- [PROBLEMA DA RISOLVERE] Formatti tutte le righe seguenti come tabella Markdown a due colonne, «Indice» con il numero progressivo e «Testo» con la riga corrispondente, omettendo le righe vuote.

- [DATI DI PARTENZA]
* * *

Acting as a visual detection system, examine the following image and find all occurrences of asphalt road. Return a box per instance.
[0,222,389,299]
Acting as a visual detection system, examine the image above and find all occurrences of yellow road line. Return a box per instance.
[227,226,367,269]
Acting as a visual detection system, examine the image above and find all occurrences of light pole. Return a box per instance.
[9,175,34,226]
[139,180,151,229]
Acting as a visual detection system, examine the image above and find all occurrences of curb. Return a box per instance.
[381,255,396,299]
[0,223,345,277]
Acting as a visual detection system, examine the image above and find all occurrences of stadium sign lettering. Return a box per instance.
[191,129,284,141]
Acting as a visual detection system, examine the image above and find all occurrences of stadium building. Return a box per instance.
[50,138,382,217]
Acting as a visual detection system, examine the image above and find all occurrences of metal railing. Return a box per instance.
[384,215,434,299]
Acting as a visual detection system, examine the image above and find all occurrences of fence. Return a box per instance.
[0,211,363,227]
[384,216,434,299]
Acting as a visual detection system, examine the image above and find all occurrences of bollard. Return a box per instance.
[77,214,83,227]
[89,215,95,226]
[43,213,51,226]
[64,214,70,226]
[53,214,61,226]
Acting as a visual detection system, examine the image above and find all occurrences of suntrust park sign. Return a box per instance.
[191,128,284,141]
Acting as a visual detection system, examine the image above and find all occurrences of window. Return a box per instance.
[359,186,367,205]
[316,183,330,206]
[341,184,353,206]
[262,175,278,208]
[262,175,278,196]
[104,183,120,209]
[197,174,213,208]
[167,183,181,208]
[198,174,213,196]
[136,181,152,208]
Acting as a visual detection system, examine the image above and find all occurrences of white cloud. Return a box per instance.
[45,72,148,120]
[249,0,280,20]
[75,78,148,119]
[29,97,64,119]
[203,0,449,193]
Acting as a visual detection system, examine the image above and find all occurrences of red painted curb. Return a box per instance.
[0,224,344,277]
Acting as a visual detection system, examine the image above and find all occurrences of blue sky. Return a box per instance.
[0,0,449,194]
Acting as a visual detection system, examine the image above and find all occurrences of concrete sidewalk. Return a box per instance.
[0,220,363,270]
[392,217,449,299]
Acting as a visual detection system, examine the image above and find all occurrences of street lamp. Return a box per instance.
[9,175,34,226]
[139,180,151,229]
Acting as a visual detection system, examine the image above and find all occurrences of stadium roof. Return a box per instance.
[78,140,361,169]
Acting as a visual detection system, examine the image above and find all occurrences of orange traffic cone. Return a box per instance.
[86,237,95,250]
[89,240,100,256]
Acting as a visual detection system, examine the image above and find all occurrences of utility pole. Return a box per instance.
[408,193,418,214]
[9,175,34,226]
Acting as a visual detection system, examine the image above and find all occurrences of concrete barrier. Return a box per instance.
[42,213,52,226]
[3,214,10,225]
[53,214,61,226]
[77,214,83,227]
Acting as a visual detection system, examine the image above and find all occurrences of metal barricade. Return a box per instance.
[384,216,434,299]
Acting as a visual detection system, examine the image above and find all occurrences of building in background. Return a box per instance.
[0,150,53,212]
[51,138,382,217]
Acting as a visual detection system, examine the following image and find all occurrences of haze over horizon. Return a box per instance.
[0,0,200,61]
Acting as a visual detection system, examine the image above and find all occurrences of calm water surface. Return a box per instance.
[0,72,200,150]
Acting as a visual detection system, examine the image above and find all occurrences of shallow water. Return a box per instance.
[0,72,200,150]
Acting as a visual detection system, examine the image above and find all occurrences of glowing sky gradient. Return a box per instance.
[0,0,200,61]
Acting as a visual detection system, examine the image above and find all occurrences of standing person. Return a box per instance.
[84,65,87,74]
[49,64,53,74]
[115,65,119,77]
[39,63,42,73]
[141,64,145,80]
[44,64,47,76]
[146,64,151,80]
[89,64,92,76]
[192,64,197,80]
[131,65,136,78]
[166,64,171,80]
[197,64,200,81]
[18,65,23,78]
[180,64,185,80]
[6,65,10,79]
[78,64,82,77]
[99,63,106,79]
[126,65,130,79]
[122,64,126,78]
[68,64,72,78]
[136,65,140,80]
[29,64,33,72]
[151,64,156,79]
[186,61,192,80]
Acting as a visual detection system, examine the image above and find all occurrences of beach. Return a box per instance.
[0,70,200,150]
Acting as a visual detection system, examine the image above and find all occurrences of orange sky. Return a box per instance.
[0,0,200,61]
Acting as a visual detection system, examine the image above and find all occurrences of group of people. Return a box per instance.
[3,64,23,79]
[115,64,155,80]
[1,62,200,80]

* * *

- [SOLUZIONE DEL PROBLEMA]
| Indice | Testo |
|---|---|
| 1 | Acting as a visual detection system, examine the following image and find all occurrences of asphalt road. Return a box per instance. |
| 2 | [0,222,389,299] |
| 3 | Acting as a visual detection system, examine the image above and find all occurrences of yellow road line. Return a box per instance. |
| 4 | [227,226,367,269] |
| 5 | Acting as a visual detection system, examine the image above and find all occurrences of light pole. Return a box per instance. |
| 6 | [9,175,34,226] |
| 7 | [139,180,151,229] |
| 8 | Acting as a visual detection system, examine the image above and find all occurrences of curb. Return a box per instance. |
| 9 | [381,255,396,299] |
| 10 | [0,223,345,277] |
| 11 | Acting as a visual detection system, examine the image above and find all occurrences of stadium sign lettering. Return a box per instance. |
| 12 | [191,129,284,141] |
| 13 | Acting as a visual detection system, examine the image above and find all occurrences of stadium building. Return a box per instance. |
| 14 | [50,138,382,217] |
| 15 | Acting as a visual detection system, examine the image above and find all occurrences of metal railing. Return a box per instance. |
| 16 | [384,215,434,299] |
| 17 | Acting as a visual detection system, examine the image above and find all occurrences of fence. Return a box per instance. |
| 18 | [0,211,363,227] |
| 19 | [384,216,434,299] |
| 20 | Acting as a visual detection system, examine the image above and find all occurrences of bollard. Return a box per instance. |
| 21 | [77,214,83,227] |
| 22 | [89,215,95,226] |
| 23 | [43,213,51,226] |
| 24 | [64,214,70,226] |
| 25 | [53,214,61,226] |
| 26 | Acting as a visual detection system, examine the image above and find all occurrences of suntrust park sign. Return a box per instance. |
| 27 | [191,128,284,141] |
| 28 | Acting as a visual detection system, examine the image above and find all occurrences of window. Return a box per instance. |
| 29 | [359,186,367,205] |
| 30 | [316,183,330,206] |
| 31 | [341,184,353,206] |
| 32 | [262,175,278,208] |
| 33 | [262,175,278,196] |
| 34 | [104,183,120,209] |
| 35 | [197,174,213,208] |
| 36 | [167,183,181,208] |
| 37 | [198,174,213,196] |
| 38 | [136,181,152,208] |
| 39 | Acting as a visual detection system, examine the image above and find all occurrences of white cloud. Return a box per instance. |
| 40 | [45,72,148,120] |
| 41 | [249,0,280,20] |
| 42 | [75,78,148,119] |
| 43 | [29,97,64,119] |
| 44 | [203,0,449,193] |
| 45 | Acting as a visual detection system, examine the image above and find all occurrences of red painted curb. Return a box per instance. |
| 46 | [0,224,344,277] |
| 47 | Acting as a visual detection system, examine the image above and find all occurrences of blue sky. Return a box per instance. |
| 48 | [0,0,449,194] |
| 49 | Acting as a visual detection system, examine the image above and find all occurrences of concrete sidewalk. Return a box per instance. |
| 50 | [0,220,363,270] |
| 51 | [392,217,449,299] |
| 52 | Acting as a visual detection system, examine the image above and find all occurrences of street lamp. Return a box per instance. |
| 53 | [9,175,34,226] |
| 54 | [139,180,151,229] |
| 55 | Acting as a visual detection system, examine the image above and find all occurrences of stadium roof. Return a box per instance. |
| 56 | [78,140,361,169] |
| 57 | Acting as a visual detection system, examine the image above and find all occurrences of orange traffic cone. Return a box per instance. |
| 58 | [86,237,95,250] |
| 59 | [89,240,100,256] |
| 60 | Acting as a visual detection system, examine the image above and find all occurrences of utility pole. Return a box per instance. |
| 61 | [408,193,418,214] |
| 62 | [9,175,34,226] |
| 63 | Acting as a visual detection system, examine the image above and find all occurrences of concrete barrier. Return a box per instance. |
| 64 | [42,213,52,226] |
| 65 | [3,214,10,225] |
| 66 | [53,214,61,226] |
| 67 | [77,214,83,227] |
| 68 | Acting as a visual detection system, examine the image above and find all occurrences of metal barricade. Return a box per instance. |
| 69 | [384,216,434,299] |
| 70 | Acting as a visual detection system, examine the image above and find all occurrences of building in background. Return a box per instance. |
| 71 | [0,150,53,212] |
| 72 | [51,138,382,217] |
| 73 | Acting as a visual detection system, examine the following image and find all occurrences of haze over horizon. Return a box per instance. |
| 74 | [0,0,200,61] |
| 75 | Acting as a visual detection system, examine the image above and find all occurrences of calm water surface. Return a box per instance. |
| 76 | [0,72,200,150] |
| 77 | Acting as a visual detection system, examine the image above and find all occurrences of shallow water. Return a box per instance. |
| 78 | [0,72,200,150] |
| 79 | Acting as a visual detection system, examine the image above and find all occurrences of glowing sky gradient. Return a box per instance. |
| 80 | [0,0,200,61] |
| 81 | Acting as a visual detection system, examine the image above and find all occurrences of standing person. Return a box per instance. |
| 82 | [84,65,87,74] |
| 83 | [49,64,53,74] |
| 84 | [115,65,119,77] |
| 85 | [39,63,42,73] |
| 86 | [141,64,145,80] |
| 87 | [44,64,47,76] |
| 88 | [146,64,151,80] |
| 89 | [89,64,92,76] |
| 90 | [192,64,197,80] |
| 91 | [131,65,136,78] |
| 92 | [166,64,171,80] |
| 93 | [197,64,200,81] |
| 94 | [18,65,23,78] |
| 95 | [180,64,185,80] |
| 96 | [6,65,10,79] |
| 97 | [78,64,82,77] |
| 98 | [99,63,106,79] |
| 99 | [126,65,130,79] |
| 100 | [122,64,126,78] |
| 101 | [68,64,72,78] |
| 102 | [136,65,140,80] |
| 103 | [29,64,33,72] |
| 104 | [151,64,156,79] |
| 105 | [186,61,192,80] |
| 106 | Acting as a visual detection system, examine the image above and find all occurrences of beach. Return a box per instance. |
| 107 | [0,70,200,150] |
| 108 | Acting as a visual detection system, examine the image above and find all occurrences of orange sky. Return a box per instance. |
| 109 | [0,0,200,61] |
| 110 | Acting as a visual detection system, examine the image above and find all occurrences of group of people. Return a box per instance. |
| 111 | [3,64,23,79] |
| 112 | [115,64,155,80] |
| 113 | [1,62,200,80] |